The Student Events and Activities Board will host the seventh annual NSU’s Got Talent on March 21 at 7 p.m. at Shark Circle.
Individuals and groups of up to eight students can apply to perform at the talent show by March 14 at 5 p.m. The first-place winner will be awarded $500, while second and third place winners will receive $300 and $200, respectively. If a group wins, the money will go toward their student organization. If an individual wins, he or she will receive a gift certificate to the NSU Bookstore.
The show will be set up like the NBC’s “America’s Got Talent,” with a red neon “X” placed on the stage. If the judges don’t like a performance, they hit a button to make the “X” light up and the performers have to stop immediately. Past shows have averaged between 20 and 25 performances, ranging from singing to demonstrating sign language.
Lindsey Goldstein, senior education major and S.E.A Board’s vice president of traditions, said that S.E.A. Board is hoping for a larger attendance this year; around 300 chairs will be set up. A disc jockey from Solo Entertainment will play music, and attendees will be offered popcorn, snow cones, cotton candy and other treats.
Previously, students enrolled in a leadership class taught by Vice President of Student Affairs Brad Williams were required to produce a three-minute act for the show. Due to Williams’s new, additional role as dean of the College of Undergraduate Studies, his leadership class was not offered this semester.
Williams said that because student leaders won’t be required to take part in the show this year, “It’ll be really interesting to see [if] students will step up and lead.”
Williams plans on teaching the class again in the future.
Goldstein said, “I think we’ll have more serious contenders [this year] because students will enter the show to really compete, rather than get a grade.”
Last year’s winners, the Riff Tides, NSU’s first a capella group, will compete again, along with the Maasti and Bhangra dance teams.
Shona Joseph, freshman biology major and Maasti member, has high hopes for success.
“This year, there’s a lot more diversity [on the team], so that will make us more successful,” Joseph said.
Williams encourages competitors to look at NSU’s Got Talent as a way to become more involved with the university while having fun and educating audience members on their organization.
“If you win, it’s a bonus,” he said.

--------------------------------

> **Work order**
According to the talent show article, how much money will the second-place winner receive? The rows below have nothing to do with the talent show article.

> **Supplied entries**
--------------------------------

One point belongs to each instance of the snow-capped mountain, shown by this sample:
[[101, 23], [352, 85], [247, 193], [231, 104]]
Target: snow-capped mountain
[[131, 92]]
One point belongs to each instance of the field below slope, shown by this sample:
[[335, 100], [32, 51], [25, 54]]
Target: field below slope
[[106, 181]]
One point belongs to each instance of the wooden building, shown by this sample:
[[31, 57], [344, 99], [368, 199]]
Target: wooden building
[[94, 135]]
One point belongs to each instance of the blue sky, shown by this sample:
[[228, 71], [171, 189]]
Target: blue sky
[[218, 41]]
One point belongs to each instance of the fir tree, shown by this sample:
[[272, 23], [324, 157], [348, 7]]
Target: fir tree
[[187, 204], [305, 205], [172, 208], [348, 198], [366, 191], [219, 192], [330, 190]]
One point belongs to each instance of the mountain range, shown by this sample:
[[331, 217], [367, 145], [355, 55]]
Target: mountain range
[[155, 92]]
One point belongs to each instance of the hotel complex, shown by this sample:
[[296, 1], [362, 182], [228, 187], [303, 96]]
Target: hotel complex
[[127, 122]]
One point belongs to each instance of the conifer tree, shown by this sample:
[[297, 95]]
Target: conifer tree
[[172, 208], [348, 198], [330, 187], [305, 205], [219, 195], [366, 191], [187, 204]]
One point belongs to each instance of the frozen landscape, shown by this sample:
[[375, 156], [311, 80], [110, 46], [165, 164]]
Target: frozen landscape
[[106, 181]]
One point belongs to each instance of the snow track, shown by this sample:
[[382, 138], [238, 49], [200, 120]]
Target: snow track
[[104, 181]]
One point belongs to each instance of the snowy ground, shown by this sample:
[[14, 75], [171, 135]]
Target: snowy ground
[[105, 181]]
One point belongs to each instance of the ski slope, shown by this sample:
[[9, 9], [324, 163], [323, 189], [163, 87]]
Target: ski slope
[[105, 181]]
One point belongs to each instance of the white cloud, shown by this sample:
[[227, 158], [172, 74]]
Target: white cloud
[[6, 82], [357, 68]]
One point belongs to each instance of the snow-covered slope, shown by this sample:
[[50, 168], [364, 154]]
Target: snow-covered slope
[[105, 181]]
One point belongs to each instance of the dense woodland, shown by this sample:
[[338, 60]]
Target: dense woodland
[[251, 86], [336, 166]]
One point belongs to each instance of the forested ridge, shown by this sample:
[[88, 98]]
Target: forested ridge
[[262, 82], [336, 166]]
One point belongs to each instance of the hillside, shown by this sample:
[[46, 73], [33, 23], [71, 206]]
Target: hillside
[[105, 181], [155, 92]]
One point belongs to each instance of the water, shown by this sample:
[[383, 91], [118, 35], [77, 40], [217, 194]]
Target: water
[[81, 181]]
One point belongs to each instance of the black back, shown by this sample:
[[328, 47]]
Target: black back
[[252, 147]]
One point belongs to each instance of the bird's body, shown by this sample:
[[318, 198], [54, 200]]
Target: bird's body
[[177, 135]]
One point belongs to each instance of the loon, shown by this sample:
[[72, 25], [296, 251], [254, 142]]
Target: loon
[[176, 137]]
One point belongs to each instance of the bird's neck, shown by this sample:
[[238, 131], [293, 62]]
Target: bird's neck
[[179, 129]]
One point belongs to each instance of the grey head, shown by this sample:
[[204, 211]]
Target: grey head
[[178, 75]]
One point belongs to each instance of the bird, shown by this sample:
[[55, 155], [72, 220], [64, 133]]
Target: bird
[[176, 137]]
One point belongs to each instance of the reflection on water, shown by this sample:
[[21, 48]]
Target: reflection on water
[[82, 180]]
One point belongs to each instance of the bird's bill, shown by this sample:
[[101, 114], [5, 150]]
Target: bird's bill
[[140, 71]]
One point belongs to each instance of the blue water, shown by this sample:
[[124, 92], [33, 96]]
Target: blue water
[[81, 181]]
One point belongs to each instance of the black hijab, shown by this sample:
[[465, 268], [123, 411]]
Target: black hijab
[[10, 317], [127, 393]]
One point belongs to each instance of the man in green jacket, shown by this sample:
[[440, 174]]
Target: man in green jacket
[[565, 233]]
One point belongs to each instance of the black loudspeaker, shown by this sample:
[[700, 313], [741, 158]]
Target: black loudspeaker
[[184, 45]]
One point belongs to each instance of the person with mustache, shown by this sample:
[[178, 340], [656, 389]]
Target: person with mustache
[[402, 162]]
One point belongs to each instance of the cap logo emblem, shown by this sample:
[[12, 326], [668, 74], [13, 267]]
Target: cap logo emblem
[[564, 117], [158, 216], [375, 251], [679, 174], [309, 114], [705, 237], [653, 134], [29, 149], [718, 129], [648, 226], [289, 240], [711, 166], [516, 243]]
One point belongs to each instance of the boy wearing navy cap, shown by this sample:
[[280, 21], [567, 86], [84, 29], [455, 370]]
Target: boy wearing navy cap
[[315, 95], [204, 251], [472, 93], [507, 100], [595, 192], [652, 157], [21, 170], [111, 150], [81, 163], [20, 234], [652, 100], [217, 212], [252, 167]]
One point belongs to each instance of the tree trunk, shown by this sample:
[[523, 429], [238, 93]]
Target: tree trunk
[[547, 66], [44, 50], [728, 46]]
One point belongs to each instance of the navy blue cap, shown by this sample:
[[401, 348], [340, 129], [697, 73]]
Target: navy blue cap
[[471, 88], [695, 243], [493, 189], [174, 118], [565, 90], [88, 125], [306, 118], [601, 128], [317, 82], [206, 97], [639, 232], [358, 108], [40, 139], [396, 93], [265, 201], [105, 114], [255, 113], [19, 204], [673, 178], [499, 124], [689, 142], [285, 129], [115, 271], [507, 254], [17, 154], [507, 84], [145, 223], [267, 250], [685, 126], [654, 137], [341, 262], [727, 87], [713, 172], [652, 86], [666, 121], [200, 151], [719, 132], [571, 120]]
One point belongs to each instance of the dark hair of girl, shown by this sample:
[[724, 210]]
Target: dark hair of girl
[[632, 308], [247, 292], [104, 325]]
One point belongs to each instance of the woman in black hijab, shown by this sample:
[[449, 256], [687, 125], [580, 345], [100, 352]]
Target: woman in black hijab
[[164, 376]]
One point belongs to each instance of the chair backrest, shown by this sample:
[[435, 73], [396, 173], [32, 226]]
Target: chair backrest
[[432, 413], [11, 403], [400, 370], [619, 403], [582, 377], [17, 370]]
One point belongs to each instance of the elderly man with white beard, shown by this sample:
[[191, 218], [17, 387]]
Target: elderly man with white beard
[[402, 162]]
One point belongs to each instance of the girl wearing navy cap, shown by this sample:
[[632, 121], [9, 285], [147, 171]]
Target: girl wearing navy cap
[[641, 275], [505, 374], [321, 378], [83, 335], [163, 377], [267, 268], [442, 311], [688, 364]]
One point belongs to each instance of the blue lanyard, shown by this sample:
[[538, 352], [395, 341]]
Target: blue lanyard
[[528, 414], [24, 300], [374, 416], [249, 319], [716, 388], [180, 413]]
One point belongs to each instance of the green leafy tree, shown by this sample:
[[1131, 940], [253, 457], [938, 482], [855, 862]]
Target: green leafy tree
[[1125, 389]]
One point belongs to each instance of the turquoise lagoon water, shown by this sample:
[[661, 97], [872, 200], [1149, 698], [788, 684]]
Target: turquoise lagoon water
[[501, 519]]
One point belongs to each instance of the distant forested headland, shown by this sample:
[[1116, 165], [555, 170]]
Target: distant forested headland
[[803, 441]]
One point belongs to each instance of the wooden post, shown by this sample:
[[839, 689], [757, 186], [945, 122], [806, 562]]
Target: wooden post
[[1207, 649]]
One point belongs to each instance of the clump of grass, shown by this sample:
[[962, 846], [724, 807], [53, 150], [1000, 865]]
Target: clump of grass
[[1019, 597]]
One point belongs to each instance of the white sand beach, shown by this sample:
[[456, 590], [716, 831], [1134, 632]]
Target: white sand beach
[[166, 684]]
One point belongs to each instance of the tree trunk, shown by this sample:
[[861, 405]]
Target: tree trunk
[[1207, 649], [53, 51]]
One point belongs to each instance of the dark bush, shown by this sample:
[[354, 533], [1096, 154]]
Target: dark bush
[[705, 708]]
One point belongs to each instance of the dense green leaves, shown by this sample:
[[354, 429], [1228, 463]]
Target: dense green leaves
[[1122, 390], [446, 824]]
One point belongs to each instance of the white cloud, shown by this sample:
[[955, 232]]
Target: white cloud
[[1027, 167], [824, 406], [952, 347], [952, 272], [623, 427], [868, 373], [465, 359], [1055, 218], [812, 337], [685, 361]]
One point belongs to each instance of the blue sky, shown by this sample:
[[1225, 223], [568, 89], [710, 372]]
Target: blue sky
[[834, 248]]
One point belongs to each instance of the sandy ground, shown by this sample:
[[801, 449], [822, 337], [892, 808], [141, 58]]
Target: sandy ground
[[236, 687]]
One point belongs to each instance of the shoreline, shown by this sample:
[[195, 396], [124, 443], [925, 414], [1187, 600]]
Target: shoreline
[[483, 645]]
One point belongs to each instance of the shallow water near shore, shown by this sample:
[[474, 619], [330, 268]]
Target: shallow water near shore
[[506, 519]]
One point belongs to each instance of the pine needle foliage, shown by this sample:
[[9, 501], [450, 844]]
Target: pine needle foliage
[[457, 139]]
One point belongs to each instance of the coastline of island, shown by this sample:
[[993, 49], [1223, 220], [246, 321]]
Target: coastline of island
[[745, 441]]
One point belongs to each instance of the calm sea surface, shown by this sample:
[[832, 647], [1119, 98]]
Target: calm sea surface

--------------------------------

> **Task output**
$300.